[Boundary annotation rows]
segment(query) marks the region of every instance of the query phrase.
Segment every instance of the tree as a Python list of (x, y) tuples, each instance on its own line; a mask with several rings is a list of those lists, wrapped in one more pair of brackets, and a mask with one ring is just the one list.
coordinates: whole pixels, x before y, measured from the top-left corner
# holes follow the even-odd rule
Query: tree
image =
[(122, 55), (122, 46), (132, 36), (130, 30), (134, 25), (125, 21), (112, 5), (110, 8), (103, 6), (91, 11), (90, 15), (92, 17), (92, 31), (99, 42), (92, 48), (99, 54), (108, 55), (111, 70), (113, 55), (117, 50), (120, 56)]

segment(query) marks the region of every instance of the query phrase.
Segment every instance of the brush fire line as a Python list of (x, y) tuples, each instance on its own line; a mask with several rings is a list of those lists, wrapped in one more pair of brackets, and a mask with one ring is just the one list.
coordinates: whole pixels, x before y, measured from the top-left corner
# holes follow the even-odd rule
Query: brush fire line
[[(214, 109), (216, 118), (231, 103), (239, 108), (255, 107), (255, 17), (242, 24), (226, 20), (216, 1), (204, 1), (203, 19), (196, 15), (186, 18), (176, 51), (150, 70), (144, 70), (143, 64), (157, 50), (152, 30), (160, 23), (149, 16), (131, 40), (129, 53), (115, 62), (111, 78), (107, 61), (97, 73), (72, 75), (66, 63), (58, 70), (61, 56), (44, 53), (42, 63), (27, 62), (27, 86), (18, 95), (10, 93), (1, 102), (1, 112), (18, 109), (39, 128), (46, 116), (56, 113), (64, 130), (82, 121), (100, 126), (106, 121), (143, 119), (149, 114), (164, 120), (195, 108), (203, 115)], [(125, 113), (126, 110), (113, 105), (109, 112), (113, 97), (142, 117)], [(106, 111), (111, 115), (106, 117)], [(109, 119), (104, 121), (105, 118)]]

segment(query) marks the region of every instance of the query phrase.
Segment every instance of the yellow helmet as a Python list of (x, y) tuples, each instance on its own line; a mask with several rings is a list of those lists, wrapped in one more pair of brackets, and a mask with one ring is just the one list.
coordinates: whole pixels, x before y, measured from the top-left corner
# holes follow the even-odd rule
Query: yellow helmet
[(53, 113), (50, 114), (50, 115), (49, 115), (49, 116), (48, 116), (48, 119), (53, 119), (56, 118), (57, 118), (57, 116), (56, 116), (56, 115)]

### What needs to be done:
Pull out every row above and copy each one word for word.

### Task response:
segment(query) marks the region of every instance of the query phrase.
Segment every instance of the tree as a Python list of (x, y) tuples, each instance on its own line; a mask with several rings is a list of those lists, wrapped in one more pair of brackets, and a mask with one ring is just the one list.
coordinates: whole pixels, x before y, measured from the top-left corner
# holes follow the even-odd rule
Query: tree
image =
[(122, 55), (122, 46), (132, 36), (130, 30), (134, 25), (125, 21), (112, 5), (110, 8), (103, 6), (91, 11), (90, 15), (92, 17), (92, 31), (99, 42), (92, 48), (99, 54), (108, 55), (111, 70), (113, 55), (117, 50), (120, 56)]

segment(query) marks the region of every instance of the query phrase.
Segment every instance of the brush fire line as a Python list of (x, y) tuples, each instance on its own line; a mask with several rings is a list of those lists, wrapped in one more pair of brackets, and a mask with one ring is just the one list.
coordinates: whole pixels, x before y, measured from the top-left corner
# holes follow the even-odd rule
Query: brush fire line
[[(214, 109), (216, 118), (231, 103), (239, 108), (255, 107), (255, 17), (242, 24), (226, 20), (216, 1), (204, 1), (203, 19), (196, 15), (186, 18), (176, 51), (150, 70), (144, 70), (143, 64), (157, 50), (152, 30), (160, 23), (149, 16), (131, 40), (129, 53), (115, 62), (111, 78), (107, 61), (97, 73), (72, 75), (66, 63), (58, 70), (61, 56), (44, 53), (42, 63), (27, 62), (27, 86), (18, 95), (10, 93), (1, 102), (1, 112), (18, 109), (39, 128), (46, 116), (56, 113), (64, 130), (82, 121), (100, 126), (106, 121), (143, 119), (149, 114), (164, 120), (195, 108), (203, 115)], [(125, 113), (126, 110), (113, 105), (109, 112), (113, 97), (142, 117)], [(106, 111), (111, 115), (106, 117)], [(109, 119), (104, 121), (105, 118)]]

segment(query) marks the region of every instance of the query phrase.
Segment every instance of the yellow helmet as a Python list of (x, y) tuples, each instance on its own line; a mask with several rings is a list of those lists, wrapped in one more pair of brackets, and a mask with one ring is just the one list.
coordinates: whole pixels, x before y, measured from the top-left corner
# holes follow the even-odd rule
Query: yellow helmet
[(53, 113), (50, 114), (50, 115), (49, 115), (49, 116), (48, 116), (48, 119), (53, 119), (56, 118), (57, 118), (57, 116), (56, 116), (56, 115)]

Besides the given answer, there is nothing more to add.